### Passage given:

****************

United States: The Wells Are Poisoned

Donald Trump may not win the election next week – although he is at least going to come close – but even if he loses, the wells are poisoned. Either “Crooked Hillary” becomes president, and spends the next four years fighting off legal challenges and fearing assassination by some of Trump’s more deranged admirers. Or Trump becomes the 45th US president, and the United States becomes the world’s biggest and most dangerous loose cannon.

The race was probably always closer than the opinion polls suggested. The last-minute decision of FBI director James Comey to hint publicly that he MIGHT reopen the investigation into Hillary Clinton’s “extremely careless” (his words) use of a private email server when she was secretary of state has undoubtedly made it closer.

Inevitably, the media took this to mean that he HAD reopened the case, and it is hard to believe that he did not act with malice aforethought. As John Podesta, Clinton’s campaign manager, said: “Director Comey’s letter (to Congress) refers to emails that have come to light in an unrelated case, but we have no idea what those emails are, and director himself notes they may not even be significant.”

So what did Comey think he was doing when he sent Congress a letter stating that maybe, when he had the time to look into these emails, and if they turned out to be from or about Mrs Clinton, and if there was new information in them that changed his previous conclusions, then he might consider reopening an investigation against her?

It was contrary to FBI policy to publicly trail a possible investigation like that, and both Comey’s own staff and the US attorney-general advised against it. But Comey was a lifelong Republican until he let his registration lapse some time after he was appointed to the FBI job three years ago by President Obama.

****************

### Data supplied:
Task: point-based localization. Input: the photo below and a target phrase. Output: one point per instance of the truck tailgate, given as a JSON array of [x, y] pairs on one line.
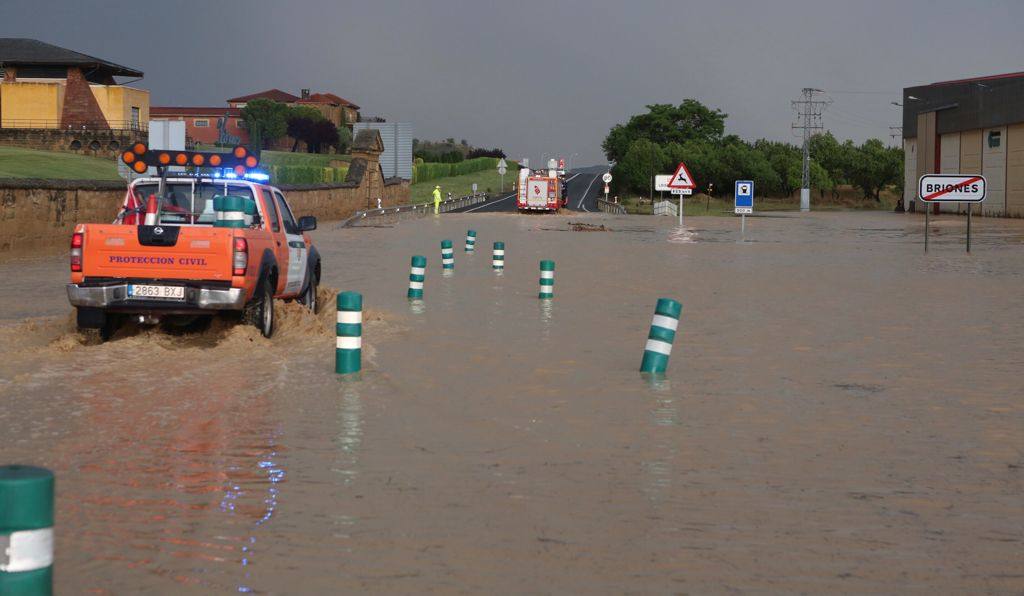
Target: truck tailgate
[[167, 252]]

****************

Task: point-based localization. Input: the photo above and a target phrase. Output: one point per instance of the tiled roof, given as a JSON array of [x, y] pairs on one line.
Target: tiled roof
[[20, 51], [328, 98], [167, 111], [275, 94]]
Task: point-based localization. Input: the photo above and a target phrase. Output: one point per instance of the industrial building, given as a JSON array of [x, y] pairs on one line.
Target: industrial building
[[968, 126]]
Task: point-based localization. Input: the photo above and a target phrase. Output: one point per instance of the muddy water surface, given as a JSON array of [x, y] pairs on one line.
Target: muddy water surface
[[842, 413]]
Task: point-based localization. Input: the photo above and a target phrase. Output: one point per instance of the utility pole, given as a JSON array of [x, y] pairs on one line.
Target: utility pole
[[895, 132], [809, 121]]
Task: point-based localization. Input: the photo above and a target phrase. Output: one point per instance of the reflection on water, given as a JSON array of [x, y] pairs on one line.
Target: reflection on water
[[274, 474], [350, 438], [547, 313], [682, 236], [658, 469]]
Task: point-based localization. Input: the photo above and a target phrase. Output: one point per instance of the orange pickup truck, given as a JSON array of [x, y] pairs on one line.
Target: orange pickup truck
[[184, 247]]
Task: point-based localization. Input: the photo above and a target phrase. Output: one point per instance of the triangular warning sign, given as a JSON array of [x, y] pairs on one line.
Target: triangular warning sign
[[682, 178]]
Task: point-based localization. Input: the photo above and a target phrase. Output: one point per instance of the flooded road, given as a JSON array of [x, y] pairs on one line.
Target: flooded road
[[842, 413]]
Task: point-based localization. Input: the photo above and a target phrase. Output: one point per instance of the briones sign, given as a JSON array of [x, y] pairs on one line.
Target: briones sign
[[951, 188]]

****************

### Stated task 1:
From the article about the US election, list every person mentioned by name.
### Stated task 2:
Answer these from the article about the US election:
(a) What role does John Podesta hold?
(b) Who appointed Comey to the FBI job?
(c) Who advised Comey against publicly trailing a possible investigation?
### Stated task 3:
Proceed with the article about the US election, picking up after its final sentence.

### Reply 1:
Donald Trump
Hillary Clinton
James Comey
John Podesta
President Obama

### Reply 2:
(a) He is Clinton's campaign manager.
(b) President Obama appointed him.
(c) Comey's own staff and the US attorney-general advised against it.

### Reply 3:
Trump was already claiming that the election was “rigged” against him, and that he might not accept a Clinton victory. Comey has created an equal and opposite likelihood that Democrats will regard a Trump victory as illegitimate, and refuse to accept him as president. Either way, it will be the “birther” conspiracy all over again, but this time in seven-league boots.

This is almost entirely Trump’s fault. With constant lies and threats and personal abuse, he has brought the entire electoral process into disrepute, and the American media have let him get away with it because he was “entertaining”. As Les Moonves, chairman of the CBS television network, admitted eight months ago, when Trump was just starting out: “It may not be good for America, but it’s damn good for CBS.”

Many billions of dollars of free publicity later, this ignorant and bombastic “sociopath” – the word that Tony Schwartz, the ghostwriter of Trump’s premature autobiography “The Art of the Deal”, uses to describe him – stands on the threshold of great power. And Schwartz, in an interview with The Observer last weekend, was very frightened about the possibility that he would become president.

“Staggeringly dangerous. Worse than I imagined when he began to run….He’s way more out of control in the last couple of months than I’ve ever seen him. He doesn’t have any core beliefs beyond his own aggrandisement and power.” Schwartz didn’t even find it over the top to talk about a Trump presidency in terms of martial law, an end of press freedom, and nuclear war.

We must hope that really is over the top, but we should also bear in mind that Tony Schwartz has probably spent more time actually talking to Donald Trump (while writing the book that launched him as a celebrity) than any other non-family adult has done in the past thirty years.

But the omens are not good if Trump loses the election either, because that doesn’t mean that Clinton wins it. At least not for the very large chunk of the American population who will have voted for The Donald.

Hillary Clinton would have to preside over a bitterly divided country in which almost half the population believe she has stolen the presidency – and there is a strong possibility that Trump would start sending out coded calls for violence.

He already did this once, in August, when he was whipping up a crowd with accusations that Clinton would override the Second Amendment to the US Constitution, which most gun-owners believe enshrines the right of American citizens to own weapons.

If Clinton created a majority in favour of gun control on the US Supreme Court, Trump warned the audience, then that’s it: “Nothing you can do, folks.” The pro-gun crowd started to boo, and after a little hesitation Trump added: “Although the Second Amendment people — maybe there is, I don’t know.”

Like most public incitements to violence, it was veiled and oblique, but it was also unmistakable. It would be heroically optimistic to believe that Trump would not serve up more of the same if he loses the election. One way or another, it is going to be an ugly and frightening time in the United States.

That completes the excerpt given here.